**Written problem:** Copy the material word for word, starting with the line that contains "Practice step: locate the bell" and going on through the last line of the material.

**Given data:**
↓↓↓
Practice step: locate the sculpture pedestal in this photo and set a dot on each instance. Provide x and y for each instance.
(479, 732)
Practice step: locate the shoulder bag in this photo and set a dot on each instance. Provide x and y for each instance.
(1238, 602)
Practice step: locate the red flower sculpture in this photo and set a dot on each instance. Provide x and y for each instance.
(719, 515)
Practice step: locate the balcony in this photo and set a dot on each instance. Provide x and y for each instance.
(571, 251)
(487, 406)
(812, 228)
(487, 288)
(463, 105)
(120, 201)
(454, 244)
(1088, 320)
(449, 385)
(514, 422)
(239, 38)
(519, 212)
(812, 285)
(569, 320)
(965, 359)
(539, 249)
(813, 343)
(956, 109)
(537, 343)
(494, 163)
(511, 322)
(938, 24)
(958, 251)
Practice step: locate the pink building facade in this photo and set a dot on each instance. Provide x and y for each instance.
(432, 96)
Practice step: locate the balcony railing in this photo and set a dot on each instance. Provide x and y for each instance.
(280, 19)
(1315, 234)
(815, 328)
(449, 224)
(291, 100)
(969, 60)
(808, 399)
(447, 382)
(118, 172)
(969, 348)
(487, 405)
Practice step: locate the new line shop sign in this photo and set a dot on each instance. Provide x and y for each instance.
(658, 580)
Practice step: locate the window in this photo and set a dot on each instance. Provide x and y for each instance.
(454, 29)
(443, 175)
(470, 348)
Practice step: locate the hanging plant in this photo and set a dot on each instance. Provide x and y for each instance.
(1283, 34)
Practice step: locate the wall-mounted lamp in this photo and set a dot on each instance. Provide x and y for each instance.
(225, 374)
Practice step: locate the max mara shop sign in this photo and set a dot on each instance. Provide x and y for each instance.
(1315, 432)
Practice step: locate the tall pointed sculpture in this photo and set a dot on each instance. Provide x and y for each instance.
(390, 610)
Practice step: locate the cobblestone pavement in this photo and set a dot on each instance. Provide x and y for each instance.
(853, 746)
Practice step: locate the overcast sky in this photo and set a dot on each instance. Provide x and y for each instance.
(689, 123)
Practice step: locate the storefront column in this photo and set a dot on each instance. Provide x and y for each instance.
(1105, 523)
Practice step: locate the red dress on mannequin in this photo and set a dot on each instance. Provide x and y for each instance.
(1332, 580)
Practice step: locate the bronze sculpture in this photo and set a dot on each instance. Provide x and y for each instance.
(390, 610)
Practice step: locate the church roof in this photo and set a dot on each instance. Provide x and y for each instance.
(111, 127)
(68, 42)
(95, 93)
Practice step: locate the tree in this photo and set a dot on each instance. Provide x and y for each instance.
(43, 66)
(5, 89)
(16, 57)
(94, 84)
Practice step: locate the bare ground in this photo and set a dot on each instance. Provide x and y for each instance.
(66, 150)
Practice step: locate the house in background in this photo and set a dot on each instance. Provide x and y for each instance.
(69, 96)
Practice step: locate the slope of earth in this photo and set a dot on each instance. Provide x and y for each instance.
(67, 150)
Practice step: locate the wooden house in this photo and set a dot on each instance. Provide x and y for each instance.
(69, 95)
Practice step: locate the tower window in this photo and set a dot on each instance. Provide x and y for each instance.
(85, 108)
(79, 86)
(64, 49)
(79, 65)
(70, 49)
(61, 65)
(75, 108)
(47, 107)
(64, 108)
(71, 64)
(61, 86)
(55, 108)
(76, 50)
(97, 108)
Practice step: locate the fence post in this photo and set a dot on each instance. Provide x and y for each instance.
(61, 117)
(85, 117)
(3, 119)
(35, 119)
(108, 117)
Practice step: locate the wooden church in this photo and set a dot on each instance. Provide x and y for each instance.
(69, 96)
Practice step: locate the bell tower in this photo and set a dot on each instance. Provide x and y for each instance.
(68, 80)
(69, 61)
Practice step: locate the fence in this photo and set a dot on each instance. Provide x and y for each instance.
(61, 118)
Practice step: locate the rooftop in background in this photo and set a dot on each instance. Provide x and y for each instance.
↑↑↑
**Result of the task:**
Practice step: locate the bell tower in this photo and set a dot on each instance. Provide x and y for each instance.
(68, 80)
(69, 61)
Practice step: locate the fence in this photo and set a dot on each instance. Provide x and y for each instance.
(61, 118)
Practice step: locate the rooftop in background in this photo and set a dot on each instance. Provide x and y for each instance.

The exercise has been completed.